Written exercise 1>
Answer each question from the post on reinforcement learning below.
(a) In the four-legged walking example, what earns the robot negative rewards?
(b) What happens to the agent for each negative action?
(c) In which kind of learning do algorithms try to replicate the labels y provided in the training set?

Extract>
## start
DEV Community

Cover image for Reinforcement Learning-Why And What
S.HARIHARA SUDHAN
S.HARIHARA SUDHAN

Posted on

Reinforcement Learning-Why And What

The motive for Reinforcement Learning

In supervised learning, we observed algorithms that attempted to replicate the labels y provided in the training set in their outputs. The labels provided a clear "correct response" for each of the inputs x in that situation. Contrarily, giving a learning algorithm this kind of explicit supervision can be quite challenging for many sequential decision-making and control problems. For instance, if we have just created a four-legged robot and are attempting to programme it to walk, we will first be unsure of the "right" behaviors to perform to make it walk, and will therefore be unsure of how to provide explicit supervision for a learning algorithm to attempt to replicate.

In the case of Reinforcement Learning, we will instead provide our algorithms only a reward function, which indicate to the learning agent when it is doing well, and when it is doing poorly. In the four-legged walking example, the robot might receive positive rewards for moving forward and negative rewards for either moving backward or falling over from the reward function. The learning algorithm's task will then be to determine how to choose activities over time in order to obtain huge rewards.

Some of the major applications that are still using reinforcement learning include autonomous helicopter flight, robot-legged locomotion, cell phone network routing, marketing strategy selection, factory control, and efficient web page indexing.

The below diagram shows how an autonomous helicopter flies in different directions using reinforcement learning:

Autonomous Helicopter

What is Reinforcement Learning ?

By executing actions at each state and observing the outcomes of those actions, an agent learns how to behave in a given environment via reinforcement learning, a feedback-based machine-learning technique. The agent receives compliments for each positive activity and is penalized or given negative feedback for each negative action.
In reinforcement learning, an agent's main objective is to maximize positive rewards while doing better. The agent learns through hit-and-miss and depending on its experience, it develops the skills necessary to carry out the mission more effectively. Thus, "Reinforcement learning is a form of machine learning method where an intelligent agent (computer program) interacts with the environment and learns to function within that".
## end
Data section>
## start
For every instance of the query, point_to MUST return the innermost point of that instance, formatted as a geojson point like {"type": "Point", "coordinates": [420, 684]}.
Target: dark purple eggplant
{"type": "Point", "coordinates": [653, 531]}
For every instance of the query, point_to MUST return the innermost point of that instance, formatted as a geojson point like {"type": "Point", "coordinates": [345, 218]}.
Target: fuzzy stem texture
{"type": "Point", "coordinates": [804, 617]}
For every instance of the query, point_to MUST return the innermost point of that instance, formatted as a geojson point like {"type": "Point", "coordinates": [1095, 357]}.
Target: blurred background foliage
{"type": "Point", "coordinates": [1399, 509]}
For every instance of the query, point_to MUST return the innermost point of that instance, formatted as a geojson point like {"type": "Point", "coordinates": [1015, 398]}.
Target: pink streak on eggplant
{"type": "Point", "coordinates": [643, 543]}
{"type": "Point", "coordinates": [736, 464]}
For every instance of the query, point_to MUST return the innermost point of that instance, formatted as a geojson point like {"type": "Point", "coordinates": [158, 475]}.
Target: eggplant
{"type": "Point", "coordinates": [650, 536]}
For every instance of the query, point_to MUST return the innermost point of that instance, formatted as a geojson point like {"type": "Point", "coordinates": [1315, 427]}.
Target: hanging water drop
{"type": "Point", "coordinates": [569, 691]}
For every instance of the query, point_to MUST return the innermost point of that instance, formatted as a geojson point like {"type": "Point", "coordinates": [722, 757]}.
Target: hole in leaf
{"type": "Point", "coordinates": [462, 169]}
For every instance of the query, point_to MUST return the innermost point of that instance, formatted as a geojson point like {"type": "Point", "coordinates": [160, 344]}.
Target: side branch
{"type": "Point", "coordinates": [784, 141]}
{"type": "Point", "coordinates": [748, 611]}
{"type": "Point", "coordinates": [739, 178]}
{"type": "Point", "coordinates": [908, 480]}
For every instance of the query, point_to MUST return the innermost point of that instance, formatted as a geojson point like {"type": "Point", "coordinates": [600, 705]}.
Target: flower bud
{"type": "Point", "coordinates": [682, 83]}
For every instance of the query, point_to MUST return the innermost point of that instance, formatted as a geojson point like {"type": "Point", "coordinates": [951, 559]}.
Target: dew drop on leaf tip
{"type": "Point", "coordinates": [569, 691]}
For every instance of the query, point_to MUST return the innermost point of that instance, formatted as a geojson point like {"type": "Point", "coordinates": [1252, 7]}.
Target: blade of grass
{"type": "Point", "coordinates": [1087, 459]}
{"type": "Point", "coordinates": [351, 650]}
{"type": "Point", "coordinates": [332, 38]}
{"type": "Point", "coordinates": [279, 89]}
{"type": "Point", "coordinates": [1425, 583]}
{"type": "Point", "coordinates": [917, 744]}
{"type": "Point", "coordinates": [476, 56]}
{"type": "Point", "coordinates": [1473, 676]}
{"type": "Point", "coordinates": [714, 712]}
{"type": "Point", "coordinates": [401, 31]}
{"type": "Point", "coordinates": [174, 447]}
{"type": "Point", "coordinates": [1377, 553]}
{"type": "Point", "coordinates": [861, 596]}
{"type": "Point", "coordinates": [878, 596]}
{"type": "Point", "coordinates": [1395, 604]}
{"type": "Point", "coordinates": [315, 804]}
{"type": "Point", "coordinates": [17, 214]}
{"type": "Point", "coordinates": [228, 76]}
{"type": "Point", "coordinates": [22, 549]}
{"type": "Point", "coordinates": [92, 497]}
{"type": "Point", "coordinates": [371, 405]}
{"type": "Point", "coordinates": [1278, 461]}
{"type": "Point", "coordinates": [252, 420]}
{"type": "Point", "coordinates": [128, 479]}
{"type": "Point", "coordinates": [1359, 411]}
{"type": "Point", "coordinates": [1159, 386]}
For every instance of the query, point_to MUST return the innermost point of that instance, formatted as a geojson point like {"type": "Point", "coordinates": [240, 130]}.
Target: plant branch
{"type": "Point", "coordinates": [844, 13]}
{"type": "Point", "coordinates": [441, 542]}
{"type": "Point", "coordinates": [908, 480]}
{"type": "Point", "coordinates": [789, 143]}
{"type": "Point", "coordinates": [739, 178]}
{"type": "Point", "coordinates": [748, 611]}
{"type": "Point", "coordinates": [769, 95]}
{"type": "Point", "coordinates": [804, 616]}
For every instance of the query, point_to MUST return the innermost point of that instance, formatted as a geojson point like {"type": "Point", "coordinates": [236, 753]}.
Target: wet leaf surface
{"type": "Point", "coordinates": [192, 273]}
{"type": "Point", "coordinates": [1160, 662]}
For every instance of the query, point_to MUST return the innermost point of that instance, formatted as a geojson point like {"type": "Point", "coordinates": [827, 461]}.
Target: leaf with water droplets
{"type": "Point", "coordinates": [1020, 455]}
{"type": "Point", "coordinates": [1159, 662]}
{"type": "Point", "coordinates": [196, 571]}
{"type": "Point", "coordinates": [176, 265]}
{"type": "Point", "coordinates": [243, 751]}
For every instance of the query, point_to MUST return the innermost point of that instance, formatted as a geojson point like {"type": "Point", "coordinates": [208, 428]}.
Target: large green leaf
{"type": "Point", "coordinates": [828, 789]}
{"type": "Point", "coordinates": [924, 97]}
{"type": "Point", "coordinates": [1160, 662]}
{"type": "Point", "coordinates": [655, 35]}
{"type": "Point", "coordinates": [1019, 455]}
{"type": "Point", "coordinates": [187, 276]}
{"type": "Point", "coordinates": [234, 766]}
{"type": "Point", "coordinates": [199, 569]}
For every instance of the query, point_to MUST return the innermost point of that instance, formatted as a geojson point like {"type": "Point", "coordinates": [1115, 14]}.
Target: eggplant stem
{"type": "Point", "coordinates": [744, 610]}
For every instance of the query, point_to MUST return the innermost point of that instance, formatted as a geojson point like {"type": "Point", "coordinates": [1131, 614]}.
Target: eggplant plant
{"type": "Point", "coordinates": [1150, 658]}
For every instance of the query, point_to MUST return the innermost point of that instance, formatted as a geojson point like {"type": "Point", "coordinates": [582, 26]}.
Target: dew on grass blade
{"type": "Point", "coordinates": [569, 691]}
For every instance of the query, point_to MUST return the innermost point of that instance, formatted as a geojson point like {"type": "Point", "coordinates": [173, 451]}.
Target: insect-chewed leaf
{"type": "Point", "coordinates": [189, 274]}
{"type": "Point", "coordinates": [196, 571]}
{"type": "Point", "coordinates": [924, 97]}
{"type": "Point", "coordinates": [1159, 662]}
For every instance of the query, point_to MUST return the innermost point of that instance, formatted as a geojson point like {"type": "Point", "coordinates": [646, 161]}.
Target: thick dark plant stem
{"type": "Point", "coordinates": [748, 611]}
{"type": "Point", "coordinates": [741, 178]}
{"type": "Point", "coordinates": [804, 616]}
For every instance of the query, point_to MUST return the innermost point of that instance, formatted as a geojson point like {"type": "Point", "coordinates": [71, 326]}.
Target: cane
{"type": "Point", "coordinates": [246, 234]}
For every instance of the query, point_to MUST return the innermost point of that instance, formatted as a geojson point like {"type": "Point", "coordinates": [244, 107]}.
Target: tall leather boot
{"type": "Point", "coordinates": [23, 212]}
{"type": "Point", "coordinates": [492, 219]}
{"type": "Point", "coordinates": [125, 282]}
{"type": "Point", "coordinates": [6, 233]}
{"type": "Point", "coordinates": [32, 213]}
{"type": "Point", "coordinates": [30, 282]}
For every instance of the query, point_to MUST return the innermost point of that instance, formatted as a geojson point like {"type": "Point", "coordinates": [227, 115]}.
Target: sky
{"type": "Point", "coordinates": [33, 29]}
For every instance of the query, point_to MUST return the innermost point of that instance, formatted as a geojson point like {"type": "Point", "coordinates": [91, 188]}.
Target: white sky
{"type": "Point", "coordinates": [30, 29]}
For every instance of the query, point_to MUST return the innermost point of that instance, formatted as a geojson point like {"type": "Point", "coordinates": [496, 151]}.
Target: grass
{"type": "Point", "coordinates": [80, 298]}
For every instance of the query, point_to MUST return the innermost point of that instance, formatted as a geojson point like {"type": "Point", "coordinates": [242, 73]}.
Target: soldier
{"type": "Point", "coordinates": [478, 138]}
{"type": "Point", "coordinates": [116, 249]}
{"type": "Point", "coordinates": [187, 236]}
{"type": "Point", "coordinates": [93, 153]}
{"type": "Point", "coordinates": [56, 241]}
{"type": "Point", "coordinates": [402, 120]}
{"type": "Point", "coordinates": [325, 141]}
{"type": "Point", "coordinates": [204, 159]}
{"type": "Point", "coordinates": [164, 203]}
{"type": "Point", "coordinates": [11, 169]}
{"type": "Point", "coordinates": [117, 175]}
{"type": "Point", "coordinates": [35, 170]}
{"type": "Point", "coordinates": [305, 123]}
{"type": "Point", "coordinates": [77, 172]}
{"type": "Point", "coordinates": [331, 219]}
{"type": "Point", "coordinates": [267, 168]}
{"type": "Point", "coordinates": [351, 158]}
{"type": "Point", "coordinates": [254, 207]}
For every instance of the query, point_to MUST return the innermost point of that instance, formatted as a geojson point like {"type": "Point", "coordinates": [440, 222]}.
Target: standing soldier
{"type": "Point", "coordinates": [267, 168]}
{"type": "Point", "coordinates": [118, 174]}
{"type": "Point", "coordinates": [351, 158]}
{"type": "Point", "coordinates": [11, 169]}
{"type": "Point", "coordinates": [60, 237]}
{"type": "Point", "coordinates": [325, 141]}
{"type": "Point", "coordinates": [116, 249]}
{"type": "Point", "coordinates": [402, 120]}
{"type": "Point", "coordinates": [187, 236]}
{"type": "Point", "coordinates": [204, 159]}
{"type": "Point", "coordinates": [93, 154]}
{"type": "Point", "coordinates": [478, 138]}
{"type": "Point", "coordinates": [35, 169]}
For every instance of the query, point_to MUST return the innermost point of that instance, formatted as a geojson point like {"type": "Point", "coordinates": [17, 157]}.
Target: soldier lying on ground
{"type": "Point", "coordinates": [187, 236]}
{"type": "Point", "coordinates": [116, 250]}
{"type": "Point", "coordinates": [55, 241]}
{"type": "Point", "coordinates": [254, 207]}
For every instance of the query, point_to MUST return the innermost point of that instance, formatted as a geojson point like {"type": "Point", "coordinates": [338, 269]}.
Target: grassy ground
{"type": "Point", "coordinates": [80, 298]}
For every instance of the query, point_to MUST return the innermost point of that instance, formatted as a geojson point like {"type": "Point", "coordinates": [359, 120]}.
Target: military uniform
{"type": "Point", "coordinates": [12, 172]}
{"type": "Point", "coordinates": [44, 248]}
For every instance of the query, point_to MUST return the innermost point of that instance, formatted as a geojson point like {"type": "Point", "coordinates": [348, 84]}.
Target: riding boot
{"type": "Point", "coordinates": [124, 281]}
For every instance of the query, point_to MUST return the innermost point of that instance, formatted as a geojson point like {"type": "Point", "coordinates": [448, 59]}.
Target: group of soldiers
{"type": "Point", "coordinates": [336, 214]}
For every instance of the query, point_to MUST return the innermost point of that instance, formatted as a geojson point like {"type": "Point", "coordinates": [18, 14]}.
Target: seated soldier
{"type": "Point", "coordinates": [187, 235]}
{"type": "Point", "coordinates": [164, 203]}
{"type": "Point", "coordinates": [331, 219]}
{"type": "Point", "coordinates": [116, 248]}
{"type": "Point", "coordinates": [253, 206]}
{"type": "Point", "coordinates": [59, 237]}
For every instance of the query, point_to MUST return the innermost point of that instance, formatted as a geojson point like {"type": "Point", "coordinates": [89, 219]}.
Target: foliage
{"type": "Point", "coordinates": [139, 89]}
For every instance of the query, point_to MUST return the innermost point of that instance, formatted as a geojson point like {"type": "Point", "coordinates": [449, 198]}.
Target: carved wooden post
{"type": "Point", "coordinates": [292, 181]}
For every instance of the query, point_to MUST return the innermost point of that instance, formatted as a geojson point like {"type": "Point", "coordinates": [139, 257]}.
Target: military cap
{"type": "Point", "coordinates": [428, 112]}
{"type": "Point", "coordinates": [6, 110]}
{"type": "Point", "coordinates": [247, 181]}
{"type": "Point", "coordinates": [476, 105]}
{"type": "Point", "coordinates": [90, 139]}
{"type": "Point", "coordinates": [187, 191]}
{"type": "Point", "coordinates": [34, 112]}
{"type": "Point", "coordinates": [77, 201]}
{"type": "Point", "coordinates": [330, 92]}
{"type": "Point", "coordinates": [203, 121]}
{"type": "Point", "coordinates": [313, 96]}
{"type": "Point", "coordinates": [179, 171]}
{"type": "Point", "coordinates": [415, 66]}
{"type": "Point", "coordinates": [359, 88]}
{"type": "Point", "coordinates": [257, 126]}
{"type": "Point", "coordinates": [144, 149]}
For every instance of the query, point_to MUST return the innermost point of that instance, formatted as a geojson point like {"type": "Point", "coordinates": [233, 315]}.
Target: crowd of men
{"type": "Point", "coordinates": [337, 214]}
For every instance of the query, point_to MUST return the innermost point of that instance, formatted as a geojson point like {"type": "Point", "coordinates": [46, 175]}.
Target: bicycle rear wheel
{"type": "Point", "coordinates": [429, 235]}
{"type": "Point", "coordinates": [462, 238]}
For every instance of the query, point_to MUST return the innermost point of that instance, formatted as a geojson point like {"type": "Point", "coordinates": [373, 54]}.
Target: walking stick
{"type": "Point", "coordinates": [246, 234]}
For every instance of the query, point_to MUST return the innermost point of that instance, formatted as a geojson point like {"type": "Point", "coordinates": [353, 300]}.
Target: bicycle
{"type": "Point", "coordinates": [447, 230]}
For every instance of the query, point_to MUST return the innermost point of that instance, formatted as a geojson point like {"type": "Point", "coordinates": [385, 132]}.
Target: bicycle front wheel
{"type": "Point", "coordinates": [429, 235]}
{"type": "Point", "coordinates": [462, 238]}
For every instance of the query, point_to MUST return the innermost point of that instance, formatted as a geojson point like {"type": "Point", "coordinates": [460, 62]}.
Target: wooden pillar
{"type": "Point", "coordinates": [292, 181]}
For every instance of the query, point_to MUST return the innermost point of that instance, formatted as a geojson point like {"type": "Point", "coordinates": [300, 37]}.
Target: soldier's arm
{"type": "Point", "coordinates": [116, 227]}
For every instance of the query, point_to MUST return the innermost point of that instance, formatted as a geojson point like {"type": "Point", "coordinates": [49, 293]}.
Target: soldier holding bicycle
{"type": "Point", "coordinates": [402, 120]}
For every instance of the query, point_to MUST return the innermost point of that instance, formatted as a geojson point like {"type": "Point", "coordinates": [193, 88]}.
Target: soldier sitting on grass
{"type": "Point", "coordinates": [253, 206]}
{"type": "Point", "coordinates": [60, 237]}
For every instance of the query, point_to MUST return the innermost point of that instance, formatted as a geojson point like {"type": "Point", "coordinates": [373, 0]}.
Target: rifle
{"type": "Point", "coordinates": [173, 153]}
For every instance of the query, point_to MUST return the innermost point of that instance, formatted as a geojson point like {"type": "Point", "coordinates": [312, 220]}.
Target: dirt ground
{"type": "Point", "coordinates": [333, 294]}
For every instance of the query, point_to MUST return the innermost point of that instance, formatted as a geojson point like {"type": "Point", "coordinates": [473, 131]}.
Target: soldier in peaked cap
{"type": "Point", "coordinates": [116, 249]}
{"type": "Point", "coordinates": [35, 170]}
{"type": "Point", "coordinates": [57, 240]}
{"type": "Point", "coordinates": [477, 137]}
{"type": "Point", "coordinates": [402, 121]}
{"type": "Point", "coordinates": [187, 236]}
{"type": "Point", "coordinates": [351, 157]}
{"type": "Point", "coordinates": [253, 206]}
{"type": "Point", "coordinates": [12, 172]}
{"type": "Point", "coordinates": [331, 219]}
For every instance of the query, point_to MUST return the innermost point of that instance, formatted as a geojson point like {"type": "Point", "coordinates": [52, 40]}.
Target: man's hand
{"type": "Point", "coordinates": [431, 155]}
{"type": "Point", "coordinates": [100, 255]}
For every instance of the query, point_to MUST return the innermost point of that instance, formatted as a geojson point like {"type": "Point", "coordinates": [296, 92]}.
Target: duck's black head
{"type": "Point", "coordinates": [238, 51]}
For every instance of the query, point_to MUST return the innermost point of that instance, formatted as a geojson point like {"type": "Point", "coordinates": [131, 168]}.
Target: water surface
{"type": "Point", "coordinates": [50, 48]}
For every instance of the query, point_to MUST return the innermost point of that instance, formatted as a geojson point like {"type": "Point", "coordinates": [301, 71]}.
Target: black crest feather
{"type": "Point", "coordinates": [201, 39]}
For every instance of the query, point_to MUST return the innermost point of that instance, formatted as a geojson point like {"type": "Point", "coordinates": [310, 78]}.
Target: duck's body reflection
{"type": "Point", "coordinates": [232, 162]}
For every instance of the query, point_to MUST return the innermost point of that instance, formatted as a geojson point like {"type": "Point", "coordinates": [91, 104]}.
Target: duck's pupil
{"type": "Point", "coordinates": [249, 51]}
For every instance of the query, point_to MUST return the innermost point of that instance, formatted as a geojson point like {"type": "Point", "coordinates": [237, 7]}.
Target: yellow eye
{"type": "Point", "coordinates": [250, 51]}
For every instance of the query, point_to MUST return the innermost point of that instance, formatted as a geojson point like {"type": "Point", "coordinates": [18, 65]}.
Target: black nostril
## end
Written exercise 2> Return every line of the records above that contains the word "surface".

Worked solution 1>
(a) Moving backward or falling over.
(b) It is penalized or given negative feedback.
(c) Supervised learning.

Worked solution 2>
Target: wet leaf surface
Target: water surface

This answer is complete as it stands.